* _Stated task_
Below are records; transcribe only the line with "Target: ceiling air vent" and those after it, through the last line, without any change.

* _Input material_
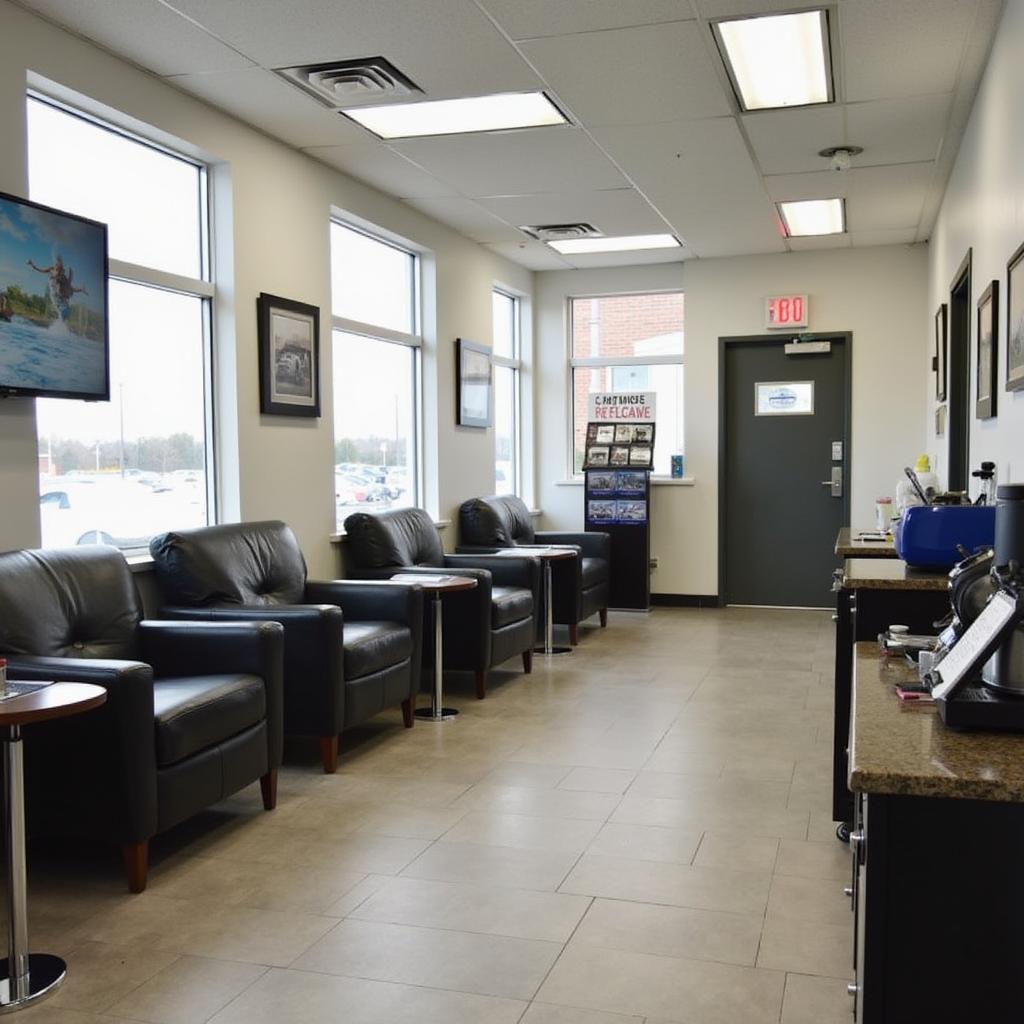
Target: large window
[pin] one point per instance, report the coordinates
(630, 343)
(118, 472)
(506, 359)
(376, 320)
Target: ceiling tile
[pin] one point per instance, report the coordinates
(144, 32)
(516, 163)
(375, 164)
(469, 218)
(902, 47)
(633, 76)
(446, 47)
(531, 18)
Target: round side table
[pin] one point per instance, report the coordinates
(25, 977)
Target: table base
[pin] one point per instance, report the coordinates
(45, 975)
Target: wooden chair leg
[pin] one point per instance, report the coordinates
(329, 754)
(268, 787)
(136, 859)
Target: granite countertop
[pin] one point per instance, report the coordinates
(904, 749)
(889, 573)
(847, 546)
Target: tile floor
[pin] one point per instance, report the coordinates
(640, 832)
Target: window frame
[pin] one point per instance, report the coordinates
(202, 288)
(412, 341)
(513, 363)
(600, 361)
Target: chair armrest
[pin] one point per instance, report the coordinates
(373, 599)
(595, 545)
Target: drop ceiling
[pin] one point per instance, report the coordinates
(656, 140)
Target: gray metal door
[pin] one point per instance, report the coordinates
(784, 469)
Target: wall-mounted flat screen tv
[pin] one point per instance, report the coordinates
(54, 334)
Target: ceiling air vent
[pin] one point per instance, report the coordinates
(560, 232)
(340, 83)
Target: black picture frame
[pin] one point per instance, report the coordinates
(940, 363)
(288, 334)
(474, 384)
(1015, 321)
(987, 351)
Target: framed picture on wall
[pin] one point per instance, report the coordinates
(474, 387)
(940, 352)
(988, 338)
(289, 356)
(1015, 322)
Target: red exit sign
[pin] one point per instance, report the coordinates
(785, 311)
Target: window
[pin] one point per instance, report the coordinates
(506, 359)
(630, 343)
(376, 320)
(119, 472)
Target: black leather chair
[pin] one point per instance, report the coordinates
(482, 628)
(351, 649)
(580, 586)
(193, 712)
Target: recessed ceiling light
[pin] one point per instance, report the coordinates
(813, 216)
(624, 243)
(456, 117)
(777, 60)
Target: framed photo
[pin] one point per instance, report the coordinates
(988, 348)
(941, 320)
(289, 356)
(1015, 322)
(474, 385)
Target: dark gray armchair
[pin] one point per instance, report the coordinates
(193, 712)
(580, 585)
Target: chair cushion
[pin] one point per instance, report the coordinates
(593, 571)
(509, 604)
(371, 646)
(196, 712)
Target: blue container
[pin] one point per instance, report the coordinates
(928, 536)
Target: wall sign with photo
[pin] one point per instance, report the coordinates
(988, 349)
(289, 356)
(474, 386)
(1015, 322)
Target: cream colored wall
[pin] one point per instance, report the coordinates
(878, 294)
(271, 210)
(983, 210)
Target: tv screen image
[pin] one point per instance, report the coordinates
(53, 302)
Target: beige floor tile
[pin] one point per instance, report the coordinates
(816, 1000)
(677, 885)
(299, 997)
(494, 865)
(550, 916)
(806, 947)
(465, 962)
(674, 846)
(189, 989)
(659, 986)
(670, 931)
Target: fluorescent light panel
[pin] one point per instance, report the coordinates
(813, 216)
(778, 60)
(624, 243)
(457, 117)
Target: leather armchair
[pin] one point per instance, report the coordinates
(351, 649)
(580, 586)
(482, 628)
(193, 712)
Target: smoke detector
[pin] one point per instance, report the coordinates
(340, 83)
(560, 232)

* _Completed task_
Target: ceiling air vent
[pin] one point per instance, report the coordinates
(560, 232)
(340, 83)
Target: black picture frame
[pin] one point per instance, report the coordinates
(940, 363)
(288, 334)
(474, 384)
(1015, 321)
(987, 351)
Target: framed picture on wall
[pin] one point per instance, report the coordinates
(474, 387)
(940, 352)
(988, 338)
(289, 356)
(1015, 322)
Target: red exit sign
[pin] one point per instance, report the coordinates
(785, 311)
Target: window
[pin] one point per instance, report the coordinates
(506, 359)
(630, 343)
(376, 320)
(119, 472)
Target: black leather chair
[pin] one point per instance, report the coordinates
(482, 628)
(351, 649)
(580, 586)
(193, 712)
Target: recessed ceiling light
[pin] one point per instance, report the coordinates
(813, 216)
(624, 243)
(456, 117)
(777, 60)
Target: framed photo
[pin] one point per instance, report the coordinates
(988, 348)
(941, 320)
(289, 356)
(1015, 322)
(474, 385)
Target: dark gray armchair
[pin] one point per instance, report the coordinates
(193, 712)
(580, 585)
Target: chair cushion
[pin] one point per instance, report the coordinates
(593, 571)
(509, 604)
(371, 646)
(196, 712)
Target: blue container
[pin] one point per instance, report the coordinates
(928, 536)
Target: wall sign with photo
[pin] one point per instance, report the coordinates
(988, 349)
(289, 356)
(474, 386)
(1015, 322)
Target: cream colored wall
[pin] one point per instance, report the coordinates
(878, 294)
(271, 210)
(983, 210)
Target: tv screen image
[pin] one point per instance, report the coordinates
(53, 302)
Target: beige floor tile
[pin] one point per instance, report the coordinates
(816, 1000)
(677, 885)
(299, 997)
(494, 865)
(550, 916)
(806, 947)
(465, 962)
(674, 846)
(189, 989)
(659, 986)
(670, 931)
Target: fluorescent light panel
[pin] one point per instance, report the coordinates
(813, 216)
(778, 60)
(624, 243)
(457, 117)
Target: leather armchair
[pin] one point per instance, report the coordinates
(351, 649)
(580, 586)
(482, 628)
(193, 712)
Target: smoke detector
[pin] one point per instance, report the coordinates
(340, 83)
(560, 232)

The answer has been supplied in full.